§ What the task requires
Repeat exactly, and only, the lines below starting at the line that contains "the shrub in the photo above." and ending at the line that contains "block in the photo above.", inclusive of both.

-- Opening Marker --

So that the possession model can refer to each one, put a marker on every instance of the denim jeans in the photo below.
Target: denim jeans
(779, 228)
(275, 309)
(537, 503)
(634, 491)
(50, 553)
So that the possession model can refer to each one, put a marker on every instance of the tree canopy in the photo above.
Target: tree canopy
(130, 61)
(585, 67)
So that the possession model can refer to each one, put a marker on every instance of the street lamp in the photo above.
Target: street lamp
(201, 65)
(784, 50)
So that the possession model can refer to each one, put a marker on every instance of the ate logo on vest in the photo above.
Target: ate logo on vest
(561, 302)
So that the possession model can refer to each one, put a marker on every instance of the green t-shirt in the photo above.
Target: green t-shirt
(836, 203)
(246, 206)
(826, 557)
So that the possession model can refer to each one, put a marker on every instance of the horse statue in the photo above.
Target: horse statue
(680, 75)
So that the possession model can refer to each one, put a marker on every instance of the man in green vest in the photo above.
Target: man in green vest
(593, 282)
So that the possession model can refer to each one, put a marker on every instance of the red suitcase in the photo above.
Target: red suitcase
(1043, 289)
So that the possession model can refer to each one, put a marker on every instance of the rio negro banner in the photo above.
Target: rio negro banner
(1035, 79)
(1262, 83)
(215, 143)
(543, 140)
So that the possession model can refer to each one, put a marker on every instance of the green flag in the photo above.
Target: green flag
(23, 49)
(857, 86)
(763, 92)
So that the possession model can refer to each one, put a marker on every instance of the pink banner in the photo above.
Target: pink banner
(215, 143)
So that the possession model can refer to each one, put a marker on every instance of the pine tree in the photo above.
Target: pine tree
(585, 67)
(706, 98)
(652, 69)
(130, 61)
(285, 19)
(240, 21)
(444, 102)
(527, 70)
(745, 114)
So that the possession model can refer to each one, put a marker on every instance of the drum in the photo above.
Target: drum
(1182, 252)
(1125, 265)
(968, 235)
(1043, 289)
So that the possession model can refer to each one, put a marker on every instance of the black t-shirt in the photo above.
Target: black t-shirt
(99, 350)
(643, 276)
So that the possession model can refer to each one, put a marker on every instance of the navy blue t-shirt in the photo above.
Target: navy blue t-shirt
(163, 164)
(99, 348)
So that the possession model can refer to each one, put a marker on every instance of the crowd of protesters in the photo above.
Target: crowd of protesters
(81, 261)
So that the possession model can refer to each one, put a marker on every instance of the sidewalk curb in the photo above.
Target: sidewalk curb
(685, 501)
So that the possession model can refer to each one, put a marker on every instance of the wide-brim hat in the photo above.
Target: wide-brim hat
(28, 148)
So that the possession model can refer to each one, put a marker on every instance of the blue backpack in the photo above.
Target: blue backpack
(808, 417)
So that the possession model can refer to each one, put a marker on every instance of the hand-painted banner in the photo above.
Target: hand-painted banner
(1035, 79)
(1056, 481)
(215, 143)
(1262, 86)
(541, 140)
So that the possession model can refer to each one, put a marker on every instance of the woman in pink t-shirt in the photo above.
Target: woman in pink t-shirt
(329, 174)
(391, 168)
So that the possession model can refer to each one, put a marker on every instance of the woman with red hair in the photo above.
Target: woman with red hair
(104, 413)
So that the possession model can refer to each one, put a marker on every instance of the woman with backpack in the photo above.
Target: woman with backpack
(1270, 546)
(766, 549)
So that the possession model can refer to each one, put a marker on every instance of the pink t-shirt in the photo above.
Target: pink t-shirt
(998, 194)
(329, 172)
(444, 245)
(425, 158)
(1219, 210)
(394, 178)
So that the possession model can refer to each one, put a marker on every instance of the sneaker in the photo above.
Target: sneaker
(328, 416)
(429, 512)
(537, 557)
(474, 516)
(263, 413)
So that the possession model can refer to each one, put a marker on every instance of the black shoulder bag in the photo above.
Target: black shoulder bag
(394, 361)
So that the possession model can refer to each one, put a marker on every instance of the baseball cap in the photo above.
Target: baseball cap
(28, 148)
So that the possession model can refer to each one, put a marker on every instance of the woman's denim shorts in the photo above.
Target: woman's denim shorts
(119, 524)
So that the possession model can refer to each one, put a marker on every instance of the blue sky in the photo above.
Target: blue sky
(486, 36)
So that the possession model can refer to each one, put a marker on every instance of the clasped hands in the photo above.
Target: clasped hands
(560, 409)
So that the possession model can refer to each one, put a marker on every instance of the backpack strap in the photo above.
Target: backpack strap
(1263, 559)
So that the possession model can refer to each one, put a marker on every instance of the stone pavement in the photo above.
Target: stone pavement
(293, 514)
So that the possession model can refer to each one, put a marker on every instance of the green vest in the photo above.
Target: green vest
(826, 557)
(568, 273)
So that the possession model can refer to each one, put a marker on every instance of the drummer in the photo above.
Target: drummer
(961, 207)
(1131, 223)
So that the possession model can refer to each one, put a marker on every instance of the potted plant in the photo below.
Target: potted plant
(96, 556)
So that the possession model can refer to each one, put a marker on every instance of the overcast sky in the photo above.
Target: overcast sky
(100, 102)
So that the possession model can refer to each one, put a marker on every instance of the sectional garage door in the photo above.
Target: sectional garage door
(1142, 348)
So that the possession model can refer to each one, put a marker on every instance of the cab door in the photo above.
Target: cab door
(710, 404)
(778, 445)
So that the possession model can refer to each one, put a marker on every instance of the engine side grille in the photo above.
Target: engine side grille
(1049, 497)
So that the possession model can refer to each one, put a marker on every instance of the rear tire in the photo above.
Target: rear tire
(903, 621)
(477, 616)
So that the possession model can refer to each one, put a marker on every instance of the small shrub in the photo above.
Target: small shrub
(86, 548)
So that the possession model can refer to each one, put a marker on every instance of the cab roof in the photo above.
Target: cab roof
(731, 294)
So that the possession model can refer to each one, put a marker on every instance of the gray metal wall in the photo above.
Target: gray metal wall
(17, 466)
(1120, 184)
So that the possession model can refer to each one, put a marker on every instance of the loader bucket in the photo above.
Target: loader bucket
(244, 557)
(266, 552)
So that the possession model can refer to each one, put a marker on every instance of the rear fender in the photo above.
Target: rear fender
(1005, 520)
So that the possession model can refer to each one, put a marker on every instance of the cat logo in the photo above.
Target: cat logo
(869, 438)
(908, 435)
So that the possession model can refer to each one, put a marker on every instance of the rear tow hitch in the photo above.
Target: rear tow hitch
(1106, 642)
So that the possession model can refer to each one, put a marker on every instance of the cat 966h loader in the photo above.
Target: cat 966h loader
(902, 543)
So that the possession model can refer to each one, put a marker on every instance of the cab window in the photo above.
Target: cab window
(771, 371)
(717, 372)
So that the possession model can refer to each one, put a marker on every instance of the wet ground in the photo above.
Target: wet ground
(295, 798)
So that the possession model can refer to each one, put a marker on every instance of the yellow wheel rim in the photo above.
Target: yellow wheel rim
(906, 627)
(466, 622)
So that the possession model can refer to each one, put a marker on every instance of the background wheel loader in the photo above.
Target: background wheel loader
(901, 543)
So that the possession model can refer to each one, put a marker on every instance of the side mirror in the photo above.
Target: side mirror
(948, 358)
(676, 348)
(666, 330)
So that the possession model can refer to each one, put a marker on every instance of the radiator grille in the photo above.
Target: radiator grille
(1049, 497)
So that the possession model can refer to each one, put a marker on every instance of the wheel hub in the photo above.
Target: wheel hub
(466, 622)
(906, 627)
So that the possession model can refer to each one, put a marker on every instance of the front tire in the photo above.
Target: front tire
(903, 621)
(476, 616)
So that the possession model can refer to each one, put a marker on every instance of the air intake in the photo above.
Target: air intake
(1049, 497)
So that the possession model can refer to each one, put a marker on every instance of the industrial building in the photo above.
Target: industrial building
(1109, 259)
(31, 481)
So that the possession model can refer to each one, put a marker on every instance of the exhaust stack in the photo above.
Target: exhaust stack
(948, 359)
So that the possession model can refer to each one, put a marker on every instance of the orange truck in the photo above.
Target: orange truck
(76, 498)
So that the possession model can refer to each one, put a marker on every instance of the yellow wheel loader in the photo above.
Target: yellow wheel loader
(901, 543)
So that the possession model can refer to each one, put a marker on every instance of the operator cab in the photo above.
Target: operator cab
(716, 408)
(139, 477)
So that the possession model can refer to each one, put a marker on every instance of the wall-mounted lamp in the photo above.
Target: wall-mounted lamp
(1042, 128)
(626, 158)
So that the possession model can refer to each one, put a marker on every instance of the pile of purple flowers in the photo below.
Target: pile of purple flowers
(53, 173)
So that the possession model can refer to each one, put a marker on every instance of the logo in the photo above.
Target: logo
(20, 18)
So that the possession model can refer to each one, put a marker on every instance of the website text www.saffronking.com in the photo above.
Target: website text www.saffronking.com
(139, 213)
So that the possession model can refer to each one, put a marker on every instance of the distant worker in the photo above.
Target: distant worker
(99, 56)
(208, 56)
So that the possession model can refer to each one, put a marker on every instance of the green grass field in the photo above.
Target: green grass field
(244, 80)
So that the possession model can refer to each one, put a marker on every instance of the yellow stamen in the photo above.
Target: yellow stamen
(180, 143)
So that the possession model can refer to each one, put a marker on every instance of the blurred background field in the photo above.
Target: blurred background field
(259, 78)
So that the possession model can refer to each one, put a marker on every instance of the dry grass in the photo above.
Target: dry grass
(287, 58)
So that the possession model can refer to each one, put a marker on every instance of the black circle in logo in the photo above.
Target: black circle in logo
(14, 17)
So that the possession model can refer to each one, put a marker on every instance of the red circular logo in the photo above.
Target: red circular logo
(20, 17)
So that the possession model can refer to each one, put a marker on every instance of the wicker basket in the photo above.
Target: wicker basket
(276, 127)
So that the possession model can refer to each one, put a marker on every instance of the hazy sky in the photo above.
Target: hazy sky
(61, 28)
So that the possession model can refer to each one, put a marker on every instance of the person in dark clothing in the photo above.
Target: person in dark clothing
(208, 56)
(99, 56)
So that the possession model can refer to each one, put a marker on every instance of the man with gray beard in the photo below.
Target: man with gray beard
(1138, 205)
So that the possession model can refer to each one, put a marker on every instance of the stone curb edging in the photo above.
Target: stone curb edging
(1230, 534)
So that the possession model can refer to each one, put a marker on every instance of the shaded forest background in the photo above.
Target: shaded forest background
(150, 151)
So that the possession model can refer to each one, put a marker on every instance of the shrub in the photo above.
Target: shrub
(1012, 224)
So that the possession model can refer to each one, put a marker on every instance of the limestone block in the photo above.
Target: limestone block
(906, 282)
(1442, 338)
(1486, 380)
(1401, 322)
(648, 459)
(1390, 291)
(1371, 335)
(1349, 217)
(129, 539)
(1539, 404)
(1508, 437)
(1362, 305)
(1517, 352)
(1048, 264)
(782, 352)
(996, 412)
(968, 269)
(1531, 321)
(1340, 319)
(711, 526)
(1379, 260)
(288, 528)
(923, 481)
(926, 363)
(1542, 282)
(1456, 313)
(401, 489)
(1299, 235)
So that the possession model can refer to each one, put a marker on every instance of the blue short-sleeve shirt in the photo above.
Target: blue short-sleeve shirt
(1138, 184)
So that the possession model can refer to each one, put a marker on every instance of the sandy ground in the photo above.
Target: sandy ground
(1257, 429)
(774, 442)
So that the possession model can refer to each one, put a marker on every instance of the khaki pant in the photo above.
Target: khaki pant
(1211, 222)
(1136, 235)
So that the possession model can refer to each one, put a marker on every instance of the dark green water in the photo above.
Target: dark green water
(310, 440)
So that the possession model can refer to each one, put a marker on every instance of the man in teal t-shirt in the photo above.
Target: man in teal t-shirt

-- Closing Marker --

§ Answer space
So that the possession model can refer to each one, put a marker on every instance of the shrub in the photo above.
Target: shrub
(1012, 224)
So that the possession model can refer to each one, put a marker on every instance of the limestone block in the photo above.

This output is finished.